_SELECTED EXTRACT_.
==========

Welcome to the May issue of The Wavelength. This month's edition looks at emerging trends in mass spectrometry in an interview with Jennifer Krone, product manager LC-MS with Hitachi High Technologies America, Inc. (Dallas, Texas).
Which MS technique do you think is growing the fastest at the moment (i.e., LC-MS, HPLC-MS, ICP-MS, etc.)? Which do you think has the greatest potential for future growth?
Krone: In my opinion, the hyphenated technique of LC-MS both offline (LC-MALDI MS) and online seems to be growing the fastest. Most instrument vendors are now offering an LC front-end solution for the mass spectrometer, which makes integrating the two techniques much more seamless. The combination of high-end HPLCs with high-end hybrid mass spectrometers partners reproducible separation with high sensitivity and high mass accuracy.
Syage: HPLC-MS and LC-MS faster than ICP-MS. The future growth will be in faster chromatography with corresponding faster mass spectrometers to keep up with the needed ion scan and collection rates.
Which MS technique is the most popular and most widely used?
Krone: Labeling, whether it be chemical or metabolic, followed by MS detection is very popular and is becoming more so every day. Early reagents were difficult to work with, but current protocols (iTRAQ, SILAC) are fast and easy to use and offer good quantitation.

==========

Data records
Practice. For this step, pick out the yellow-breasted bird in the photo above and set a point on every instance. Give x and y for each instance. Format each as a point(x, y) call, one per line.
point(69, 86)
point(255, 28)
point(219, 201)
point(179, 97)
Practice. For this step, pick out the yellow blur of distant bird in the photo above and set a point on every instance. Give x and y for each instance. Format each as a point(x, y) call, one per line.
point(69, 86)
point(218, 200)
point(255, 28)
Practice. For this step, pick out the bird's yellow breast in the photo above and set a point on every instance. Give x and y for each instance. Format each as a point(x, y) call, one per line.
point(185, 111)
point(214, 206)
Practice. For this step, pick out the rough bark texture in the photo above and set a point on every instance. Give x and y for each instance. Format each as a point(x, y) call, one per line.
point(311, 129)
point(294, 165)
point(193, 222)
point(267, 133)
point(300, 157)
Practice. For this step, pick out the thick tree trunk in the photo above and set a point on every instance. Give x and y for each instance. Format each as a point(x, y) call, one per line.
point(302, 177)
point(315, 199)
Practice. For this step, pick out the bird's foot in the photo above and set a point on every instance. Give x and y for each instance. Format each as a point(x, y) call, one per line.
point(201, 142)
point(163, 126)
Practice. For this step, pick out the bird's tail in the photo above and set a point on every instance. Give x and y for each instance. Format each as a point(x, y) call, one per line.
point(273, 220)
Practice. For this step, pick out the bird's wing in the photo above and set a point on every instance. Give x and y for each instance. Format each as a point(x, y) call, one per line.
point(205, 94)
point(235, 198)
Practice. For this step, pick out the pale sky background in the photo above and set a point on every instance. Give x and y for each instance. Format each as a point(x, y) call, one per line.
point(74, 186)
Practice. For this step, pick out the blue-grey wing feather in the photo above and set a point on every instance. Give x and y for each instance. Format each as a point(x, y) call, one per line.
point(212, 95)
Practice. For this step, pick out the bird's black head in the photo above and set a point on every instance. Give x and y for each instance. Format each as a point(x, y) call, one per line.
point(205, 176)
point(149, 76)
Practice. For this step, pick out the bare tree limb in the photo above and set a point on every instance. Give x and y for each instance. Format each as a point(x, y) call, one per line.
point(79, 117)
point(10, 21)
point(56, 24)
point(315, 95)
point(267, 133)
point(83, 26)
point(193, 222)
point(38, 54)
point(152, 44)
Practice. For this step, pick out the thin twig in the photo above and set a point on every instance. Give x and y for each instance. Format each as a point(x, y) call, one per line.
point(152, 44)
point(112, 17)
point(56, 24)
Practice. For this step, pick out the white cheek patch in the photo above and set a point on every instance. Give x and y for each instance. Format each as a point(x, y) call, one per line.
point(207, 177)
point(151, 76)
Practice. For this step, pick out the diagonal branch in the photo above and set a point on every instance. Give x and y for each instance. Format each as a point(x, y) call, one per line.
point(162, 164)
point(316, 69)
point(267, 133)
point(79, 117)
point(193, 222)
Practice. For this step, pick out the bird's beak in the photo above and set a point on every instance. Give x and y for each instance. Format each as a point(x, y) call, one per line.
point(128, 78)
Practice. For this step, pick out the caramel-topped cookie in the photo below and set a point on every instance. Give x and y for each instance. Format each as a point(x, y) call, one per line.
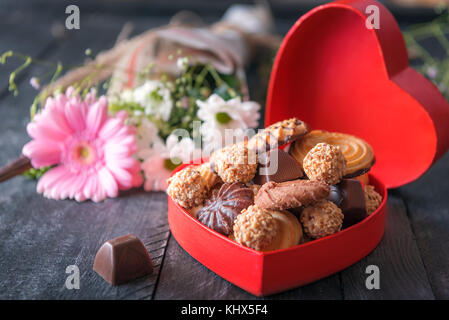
point(358, 154)
point(290, 194)
point(267, 230)
point(187, 188)
point(278, 134)
point(235, 163)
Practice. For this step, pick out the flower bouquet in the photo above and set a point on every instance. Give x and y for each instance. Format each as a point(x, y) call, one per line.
point(119, 122)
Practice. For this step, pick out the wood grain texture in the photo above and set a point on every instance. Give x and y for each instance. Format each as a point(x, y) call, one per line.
point(198, 282)
point(428, 210)
point(402, 274)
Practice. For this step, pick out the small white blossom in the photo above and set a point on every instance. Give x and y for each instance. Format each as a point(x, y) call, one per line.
point(184, 150)
point(155, 98)
point(218, 115)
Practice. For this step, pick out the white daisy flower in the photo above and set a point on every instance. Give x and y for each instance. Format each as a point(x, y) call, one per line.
point(218, 115)
point(155, 98)
point(148, 140)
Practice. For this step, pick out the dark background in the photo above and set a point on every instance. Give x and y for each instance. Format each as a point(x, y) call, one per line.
point(39, 238)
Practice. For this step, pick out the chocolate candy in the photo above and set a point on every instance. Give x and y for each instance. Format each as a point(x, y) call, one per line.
point(122, 259)
point(220, 211)
point(278, 166)
point(349, 196)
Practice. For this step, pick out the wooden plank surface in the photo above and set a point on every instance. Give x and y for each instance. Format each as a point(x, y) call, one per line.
point(428, 211)
point(41, 237)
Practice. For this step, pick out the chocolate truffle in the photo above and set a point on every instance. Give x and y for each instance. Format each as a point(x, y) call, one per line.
point(290, 194)
point(122, 259)
point(225, 204)
point(278, 166)
point(235, 163)
point(321, 219)
point(349, 196)
point(325, 163)
point(187, 187)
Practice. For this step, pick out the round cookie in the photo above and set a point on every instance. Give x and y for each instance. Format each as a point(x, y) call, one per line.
point(256, 228)
point(278, 134)
point(324, 163)
point(358, 154)
point(322, 219)
point(187, 188)
point(235, 163)
point(290, 194)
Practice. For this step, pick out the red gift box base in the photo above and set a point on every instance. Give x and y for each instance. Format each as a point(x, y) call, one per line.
point(336, 74)
point(264, 273)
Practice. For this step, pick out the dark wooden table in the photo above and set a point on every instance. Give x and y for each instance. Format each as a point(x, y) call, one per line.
point(39, 238)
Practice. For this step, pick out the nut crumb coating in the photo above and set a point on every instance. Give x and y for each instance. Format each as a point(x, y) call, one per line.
point(235, 163)
point(187, 188)
point(372, 199)
point(325, 163)
point(322, 219)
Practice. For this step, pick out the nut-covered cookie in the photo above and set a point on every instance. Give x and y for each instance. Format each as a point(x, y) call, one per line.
point(225, 204)
point(277, 134)
point(235, 163)
point(290, 194)
point(325, 163)
point(321, 219)
point(256, 228)
point(187, 188)
point(372, 199)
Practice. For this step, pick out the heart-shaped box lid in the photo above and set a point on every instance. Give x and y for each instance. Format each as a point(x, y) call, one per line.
point(337, 74)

==========

_ACTIVITY_. In the mass spectrometry interview above, what does Krone say most instrument vendors are now offering?

_TASK RESPONSE_. An LC front-end solution for the mass spectrometer.